Data supplied
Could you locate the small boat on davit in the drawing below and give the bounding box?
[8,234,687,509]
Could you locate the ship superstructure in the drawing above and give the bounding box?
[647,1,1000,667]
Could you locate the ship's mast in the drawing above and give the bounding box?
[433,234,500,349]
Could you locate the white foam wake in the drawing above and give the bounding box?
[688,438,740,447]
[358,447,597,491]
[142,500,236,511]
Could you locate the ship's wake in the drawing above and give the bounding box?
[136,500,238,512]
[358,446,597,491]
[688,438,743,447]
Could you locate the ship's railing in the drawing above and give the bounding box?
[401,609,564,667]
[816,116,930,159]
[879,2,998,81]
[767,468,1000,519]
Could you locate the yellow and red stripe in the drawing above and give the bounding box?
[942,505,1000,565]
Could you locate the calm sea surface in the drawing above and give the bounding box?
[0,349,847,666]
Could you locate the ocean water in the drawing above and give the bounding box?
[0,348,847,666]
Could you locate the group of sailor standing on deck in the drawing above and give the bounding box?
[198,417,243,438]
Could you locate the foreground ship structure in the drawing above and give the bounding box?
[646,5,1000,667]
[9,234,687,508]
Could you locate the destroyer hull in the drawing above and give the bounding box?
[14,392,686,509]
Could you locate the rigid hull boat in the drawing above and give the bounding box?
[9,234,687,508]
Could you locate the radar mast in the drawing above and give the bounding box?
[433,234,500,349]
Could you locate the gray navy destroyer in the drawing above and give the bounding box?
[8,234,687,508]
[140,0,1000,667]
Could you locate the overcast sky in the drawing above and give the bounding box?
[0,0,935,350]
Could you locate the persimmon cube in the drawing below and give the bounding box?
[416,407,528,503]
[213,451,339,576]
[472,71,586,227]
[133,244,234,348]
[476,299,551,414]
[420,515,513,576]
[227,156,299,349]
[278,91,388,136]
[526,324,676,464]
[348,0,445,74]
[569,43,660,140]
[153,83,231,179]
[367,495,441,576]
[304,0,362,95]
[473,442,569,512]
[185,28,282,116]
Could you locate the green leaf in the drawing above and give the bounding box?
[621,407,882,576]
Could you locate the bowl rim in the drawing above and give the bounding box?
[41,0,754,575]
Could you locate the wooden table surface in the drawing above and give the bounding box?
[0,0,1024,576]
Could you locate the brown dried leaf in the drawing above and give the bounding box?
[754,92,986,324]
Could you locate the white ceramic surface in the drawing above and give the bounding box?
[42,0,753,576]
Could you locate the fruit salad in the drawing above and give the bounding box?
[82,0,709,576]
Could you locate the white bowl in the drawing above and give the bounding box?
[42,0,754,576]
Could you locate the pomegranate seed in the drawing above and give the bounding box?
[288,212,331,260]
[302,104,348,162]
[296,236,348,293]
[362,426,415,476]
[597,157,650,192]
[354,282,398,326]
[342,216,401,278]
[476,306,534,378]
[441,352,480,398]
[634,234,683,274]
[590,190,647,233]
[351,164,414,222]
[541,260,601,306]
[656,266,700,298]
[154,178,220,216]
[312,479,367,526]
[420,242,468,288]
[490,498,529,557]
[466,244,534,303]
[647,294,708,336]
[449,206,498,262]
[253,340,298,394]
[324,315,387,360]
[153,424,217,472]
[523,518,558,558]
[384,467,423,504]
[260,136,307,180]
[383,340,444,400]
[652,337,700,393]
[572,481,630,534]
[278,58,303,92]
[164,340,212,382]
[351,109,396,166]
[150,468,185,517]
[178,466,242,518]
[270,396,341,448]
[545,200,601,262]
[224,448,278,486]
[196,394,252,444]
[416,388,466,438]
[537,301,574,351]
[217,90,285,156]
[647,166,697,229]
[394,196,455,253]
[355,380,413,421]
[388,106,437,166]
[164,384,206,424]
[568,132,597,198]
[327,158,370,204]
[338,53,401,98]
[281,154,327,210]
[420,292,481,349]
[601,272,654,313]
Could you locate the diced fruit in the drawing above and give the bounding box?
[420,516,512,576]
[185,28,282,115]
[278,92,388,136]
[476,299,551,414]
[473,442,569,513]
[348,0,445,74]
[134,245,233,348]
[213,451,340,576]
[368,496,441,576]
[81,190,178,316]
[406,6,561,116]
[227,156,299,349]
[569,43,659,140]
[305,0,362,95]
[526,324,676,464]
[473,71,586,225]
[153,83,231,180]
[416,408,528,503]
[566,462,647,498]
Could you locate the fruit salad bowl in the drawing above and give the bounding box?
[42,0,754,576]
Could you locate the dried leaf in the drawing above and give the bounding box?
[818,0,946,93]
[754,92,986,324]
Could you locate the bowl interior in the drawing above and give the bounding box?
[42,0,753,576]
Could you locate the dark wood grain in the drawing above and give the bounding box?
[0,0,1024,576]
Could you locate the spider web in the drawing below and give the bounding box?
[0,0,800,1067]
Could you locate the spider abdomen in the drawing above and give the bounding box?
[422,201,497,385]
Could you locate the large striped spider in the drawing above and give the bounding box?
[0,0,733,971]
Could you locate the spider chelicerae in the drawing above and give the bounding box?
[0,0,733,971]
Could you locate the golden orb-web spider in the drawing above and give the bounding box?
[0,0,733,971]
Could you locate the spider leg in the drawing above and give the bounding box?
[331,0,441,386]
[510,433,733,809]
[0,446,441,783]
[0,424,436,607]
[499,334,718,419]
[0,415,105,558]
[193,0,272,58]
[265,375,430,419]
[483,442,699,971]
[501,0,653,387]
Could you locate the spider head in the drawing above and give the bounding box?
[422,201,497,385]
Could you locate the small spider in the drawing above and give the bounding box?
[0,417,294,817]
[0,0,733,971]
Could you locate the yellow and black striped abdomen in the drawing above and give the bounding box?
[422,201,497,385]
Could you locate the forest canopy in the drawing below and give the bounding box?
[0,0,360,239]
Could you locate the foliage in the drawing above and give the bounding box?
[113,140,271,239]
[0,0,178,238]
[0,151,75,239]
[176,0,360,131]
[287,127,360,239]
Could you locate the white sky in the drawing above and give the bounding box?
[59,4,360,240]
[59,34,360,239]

What to work on
In the listing, from the line with "Could you locate the radar" up to and including the line with "[0,0,935,350]", swap "overcast sky" for "cloudy sky" and give those lines again with nothing else changed.

Written solution
Could you locate the radar mast in the drawing above and give the bounding box?
[433,234,500,349]
Could you locate the gray navy destroyer in the drawing above and give the bounding box?
[8,234,687,508]
[140,0,1000,667]
Could you locate the cloudy sky in the drawing above and give the bounding box?
[0,0,935,350]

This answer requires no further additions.